→ **PROBLEM**
In the lines below, count those containing the word "cluster" and give the number alone.

[Items from a dataset]
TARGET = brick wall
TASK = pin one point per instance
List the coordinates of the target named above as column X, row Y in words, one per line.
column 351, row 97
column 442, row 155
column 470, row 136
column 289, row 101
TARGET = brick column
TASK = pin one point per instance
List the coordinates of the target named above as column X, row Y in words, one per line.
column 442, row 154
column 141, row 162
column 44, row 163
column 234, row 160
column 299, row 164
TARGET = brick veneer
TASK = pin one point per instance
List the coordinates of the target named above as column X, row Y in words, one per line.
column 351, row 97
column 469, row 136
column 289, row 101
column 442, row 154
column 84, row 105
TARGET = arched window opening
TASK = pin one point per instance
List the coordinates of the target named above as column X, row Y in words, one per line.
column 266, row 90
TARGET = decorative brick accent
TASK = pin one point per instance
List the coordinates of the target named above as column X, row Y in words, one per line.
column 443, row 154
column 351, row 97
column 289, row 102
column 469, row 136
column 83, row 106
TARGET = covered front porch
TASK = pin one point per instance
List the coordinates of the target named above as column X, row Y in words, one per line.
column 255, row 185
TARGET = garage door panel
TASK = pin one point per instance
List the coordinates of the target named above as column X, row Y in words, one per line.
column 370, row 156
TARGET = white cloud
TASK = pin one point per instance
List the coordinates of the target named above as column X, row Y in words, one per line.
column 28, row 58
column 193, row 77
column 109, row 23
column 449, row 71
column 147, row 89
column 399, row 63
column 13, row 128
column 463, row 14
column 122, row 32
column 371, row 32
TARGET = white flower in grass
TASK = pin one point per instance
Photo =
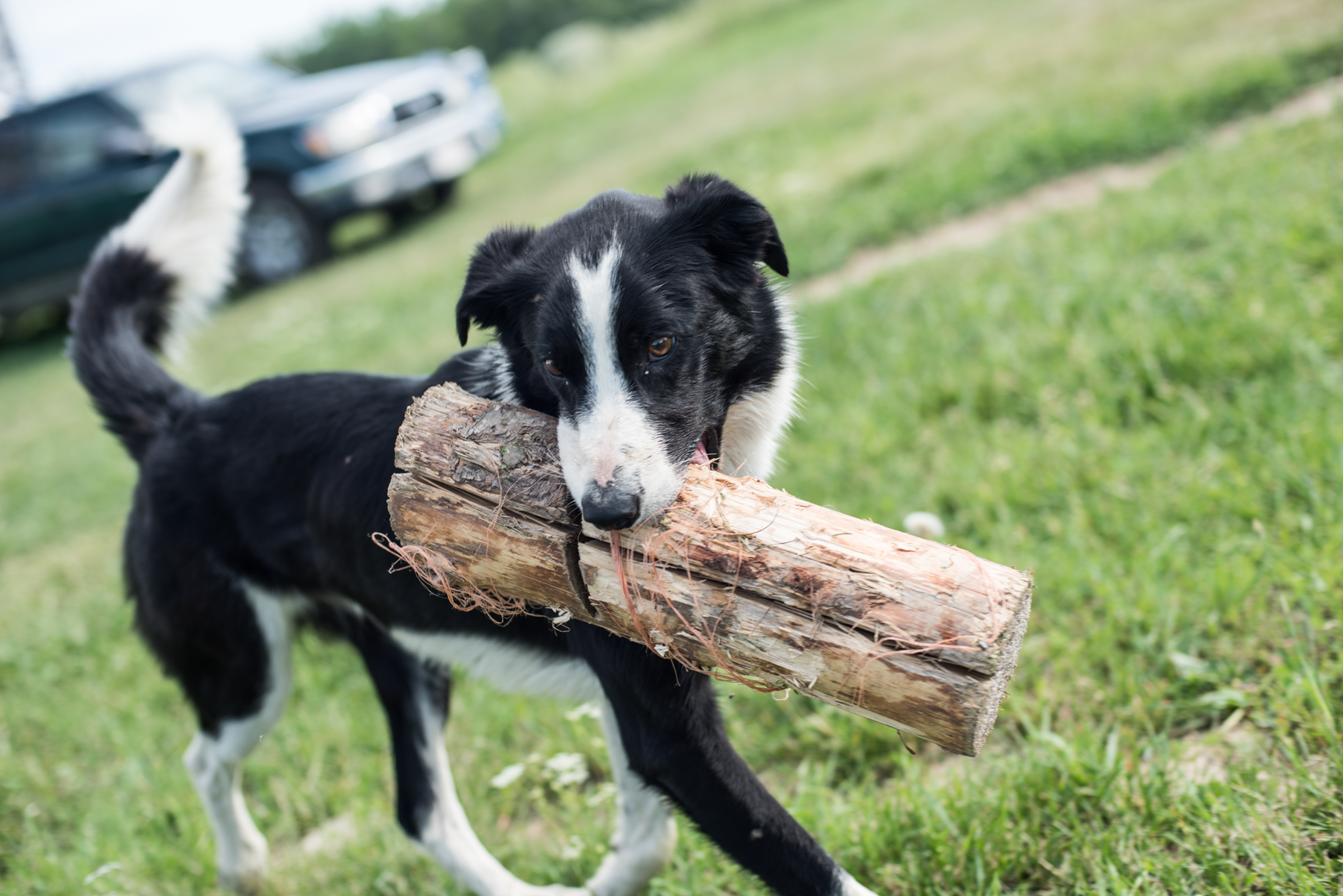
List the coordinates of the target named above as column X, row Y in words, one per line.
column 926, row 525
column 567, row 768
column 508, row 775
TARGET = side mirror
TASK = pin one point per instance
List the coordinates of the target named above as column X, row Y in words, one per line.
column 127, row 144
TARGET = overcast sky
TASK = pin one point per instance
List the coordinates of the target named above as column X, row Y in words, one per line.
column 66, row 43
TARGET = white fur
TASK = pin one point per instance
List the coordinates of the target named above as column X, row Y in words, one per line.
column 190, row 225
column 448, row 835
column 611, row 437
column 645, row 829
column 508, row 666
column 215, row 762
column 757, row 424
column 498, row 371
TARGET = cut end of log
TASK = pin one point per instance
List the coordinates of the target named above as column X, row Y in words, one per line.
column 735, row 578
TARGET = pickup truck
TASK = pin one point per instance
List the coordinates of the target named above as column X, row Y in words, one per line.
column 389, row 134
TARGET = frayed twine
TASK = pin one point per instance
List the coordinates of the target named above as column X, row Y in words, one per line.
column 441, row 575
column 721, row 669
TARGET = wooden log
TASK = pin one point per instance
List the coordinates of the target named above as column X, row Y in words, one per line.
column 735, row 577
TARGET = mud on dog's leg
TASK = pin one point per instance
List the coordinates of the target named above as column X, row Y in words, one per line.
column 645, row 830
column 416, row 699
column 214, row 761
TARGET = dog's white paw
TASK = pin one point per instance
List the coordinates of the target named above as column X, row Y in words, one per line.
column 248, row 883
column 849, row 887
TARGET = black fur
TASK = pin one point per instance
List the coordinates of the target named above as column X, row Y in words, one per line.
column 282, row 483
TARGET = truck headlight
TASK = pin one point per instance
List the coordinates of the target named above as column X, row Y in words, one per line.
column 351, row 127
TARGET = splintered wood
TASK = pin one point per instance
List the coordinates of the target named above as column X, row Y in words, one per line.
column 735, row 578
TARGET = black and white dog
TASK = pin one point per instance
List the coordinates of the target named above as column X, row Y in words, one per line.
column 644, row 324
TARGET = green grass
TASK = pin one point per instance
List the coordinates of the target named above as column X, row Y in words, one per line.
column 1139, row 402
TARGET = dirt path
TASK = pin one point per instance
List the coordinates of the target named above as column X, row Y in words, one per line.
column 1074, row 191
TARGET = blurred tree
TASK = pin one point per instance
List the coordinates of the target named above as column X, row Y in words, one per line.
column 497, row 27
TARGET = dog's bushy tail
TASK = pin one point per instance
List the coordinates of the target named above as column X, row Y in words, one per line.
column 159, row 275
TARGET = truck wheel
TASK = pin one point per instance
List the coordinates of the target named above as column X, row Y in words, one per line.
column 280, row 236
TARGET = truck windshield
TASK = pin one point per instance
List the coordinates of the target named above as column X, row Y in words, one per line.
column 231, row 84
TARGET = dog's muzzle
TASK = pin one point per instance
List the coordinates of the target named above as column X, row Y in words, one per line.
column 610, row 507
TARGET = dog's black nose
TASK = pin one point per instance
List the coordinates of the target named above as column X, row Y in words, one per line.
column 610, row 508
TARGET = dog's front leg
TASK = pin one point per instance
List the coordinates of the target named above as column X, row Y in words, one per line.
column 416, row 699
column 645, row 830
column 671, row 728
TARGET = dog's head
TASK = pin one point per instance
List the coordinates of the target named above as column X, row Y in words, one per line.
column 638, row 323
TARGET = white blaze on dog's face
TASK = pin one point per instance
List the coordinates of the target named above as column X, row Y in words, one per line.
column 648, row 328
column 617, row 465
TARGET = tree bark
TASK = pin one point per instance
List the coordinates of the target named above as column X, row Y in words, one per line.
column 735, row 578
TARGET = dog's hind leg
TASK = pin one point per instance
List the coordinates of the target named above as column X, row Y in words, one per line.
column 214, row 759
column 645, row 830
column 416, row 699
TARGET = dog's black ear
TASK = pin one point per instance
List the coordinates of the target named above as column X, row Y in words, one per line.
column 730, row 223
column 489, row 296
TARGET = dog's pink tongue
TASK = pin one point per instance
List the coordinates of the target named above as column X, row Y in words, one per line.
column 701, row 451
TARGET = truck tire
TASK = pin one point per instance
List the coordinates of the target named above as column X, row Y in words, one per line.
column 280, row 236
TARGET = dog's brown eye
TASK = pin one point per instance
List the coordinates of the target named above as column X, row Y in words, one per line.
column 661, row 347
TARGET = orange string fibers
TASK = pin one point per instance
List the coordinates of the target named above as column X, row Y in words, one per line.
column 666, row 648
column 439, row 574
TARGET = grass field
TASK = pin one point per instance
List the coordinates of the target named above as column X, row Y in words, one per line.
column 1141, row 402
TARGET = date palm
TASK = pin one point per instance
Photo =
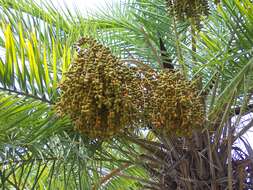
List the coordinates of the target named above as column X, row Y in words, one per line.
column 40, row 150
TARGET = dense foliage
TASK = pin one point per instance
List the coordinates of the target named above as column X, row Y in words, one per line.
column 179, row 77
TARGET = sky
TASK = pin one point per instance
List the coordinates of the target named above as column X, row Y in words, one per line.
column 84, row 5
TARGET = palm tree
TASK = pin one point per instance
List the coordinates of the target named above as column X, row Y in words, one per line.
column 211, row 48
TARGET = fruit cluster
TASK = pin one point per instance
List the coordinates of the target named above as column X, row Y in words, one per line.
column 175, row 106
column 104, row 97
column 99, row 93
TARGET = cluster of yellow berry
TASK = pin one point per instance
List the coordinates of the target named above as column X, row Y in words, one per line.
column 99, row 93
column 104, row 97
column 175, row 107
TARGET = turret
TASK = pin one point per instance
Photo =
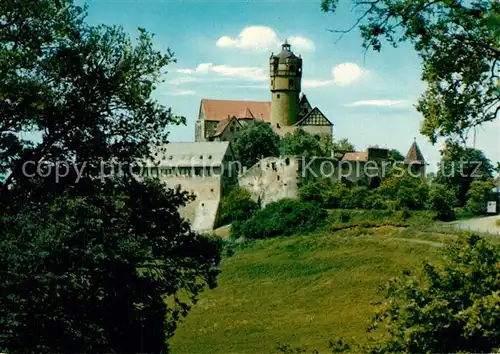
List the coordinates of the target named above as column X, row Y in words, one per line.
column 285, row 71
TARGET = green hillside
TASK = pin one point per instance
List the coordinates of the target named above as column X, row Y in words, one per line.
column 301, row 290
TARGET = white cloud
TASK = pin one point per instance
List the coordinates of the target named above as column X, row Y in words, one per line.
column 316, row 83
column 262, row 39
column 346, row 73
column 181, row 93
column 301, row 43
column 245, row 73
column 249, row 73
column 182, row 80
column 376, row 103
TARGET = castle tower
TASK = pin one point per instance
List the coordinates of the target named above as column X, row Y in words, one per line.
column 415, row 159
column 285, row 71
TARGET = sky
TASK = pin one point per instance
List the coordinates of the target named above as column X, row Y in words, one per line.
column 222, row 48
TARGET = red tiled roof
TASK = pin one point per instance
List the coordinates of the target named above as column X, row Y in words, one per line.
column 414, row 155
column 217, row 110
column 282, row 131
column 356, row 156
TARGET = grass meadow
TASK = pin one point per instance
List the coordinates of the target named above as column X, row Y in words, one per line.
column 303, row 290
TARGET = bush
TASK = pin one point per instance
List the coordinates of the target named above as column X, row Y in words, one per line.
column 285, row 217
column 335, row 196
column 357, row 198
column 477, row 196
column 315, row 191
column 442, row 200
column 404, row 192
column 453, row 307
column 237, row 206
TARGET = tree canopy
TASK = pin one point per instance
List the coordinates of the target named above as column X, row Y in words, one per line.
column 458, row 42
column 300, row 143
column 256, row 141
column 460, row 166
column 91, row 259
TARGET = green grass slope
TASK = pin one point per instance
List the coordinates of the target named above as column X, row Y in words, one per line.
column 300, row 290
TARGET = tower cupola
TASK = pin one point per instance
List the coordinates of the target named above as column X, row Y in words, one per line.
column 285, row 71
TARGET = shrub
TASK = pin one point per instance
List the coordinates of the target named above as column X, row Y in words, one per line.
column 315, row 191
column 237, row 206
column 334, row 196
column 358, row 197
column 442, row 200
column 477, row 196
column 284, row 217
column 404, row 191
column 453, row 307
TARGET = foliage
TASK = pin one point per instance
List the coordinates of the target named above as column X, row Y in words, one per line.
column 442, row 200
column 451, row 308
column 343, row 145
column 98, row 267
column 395, row 155
column 460, row 166
column 237, row 206
column 326, row 145
column 300, row 143
column 281, row 218
column 256, row 141
column 87, row 260
column 404, row 191
column 458, row 44
column 477, row 196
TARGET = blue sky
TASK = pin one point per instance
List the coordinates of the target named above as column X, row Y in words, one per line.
column 369, row 98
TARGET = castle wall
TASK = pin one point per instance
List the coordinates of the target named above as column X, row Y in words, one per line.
column 208, row 191
column 272, row 179
column 276, row 178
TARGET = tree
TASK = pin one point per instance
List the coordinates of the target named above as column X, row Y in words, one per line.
column 343, row 145
column 460, row 166
column 478, row 195
column 300, row 143
column 106, row 271
column 451, row 308
column 395, row 155
column 404, row 191
column 442, row 200
column 89, row 263
column 458, row 44
column 256, row 141
column 237, row 206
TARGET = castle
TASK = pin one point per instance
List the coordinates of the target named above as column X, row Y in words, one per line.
column 206, row 167
column 222, row 120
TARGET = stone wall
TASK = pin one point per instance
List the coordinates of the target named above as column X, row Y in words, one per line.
column 276, row 178
column 201, row 212
column 272, row 179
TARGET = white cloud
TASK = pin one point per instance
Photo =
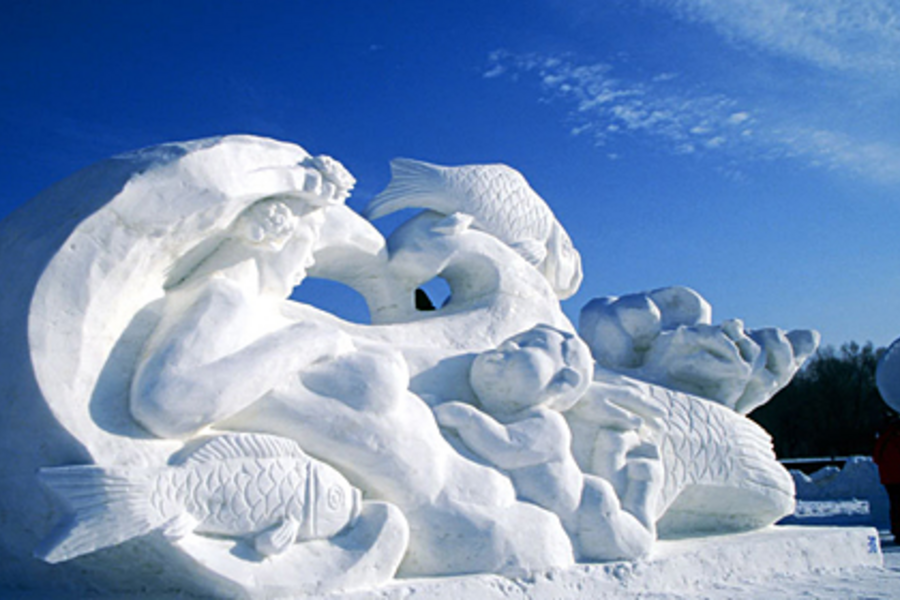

→ **ANSWER SECTION**
2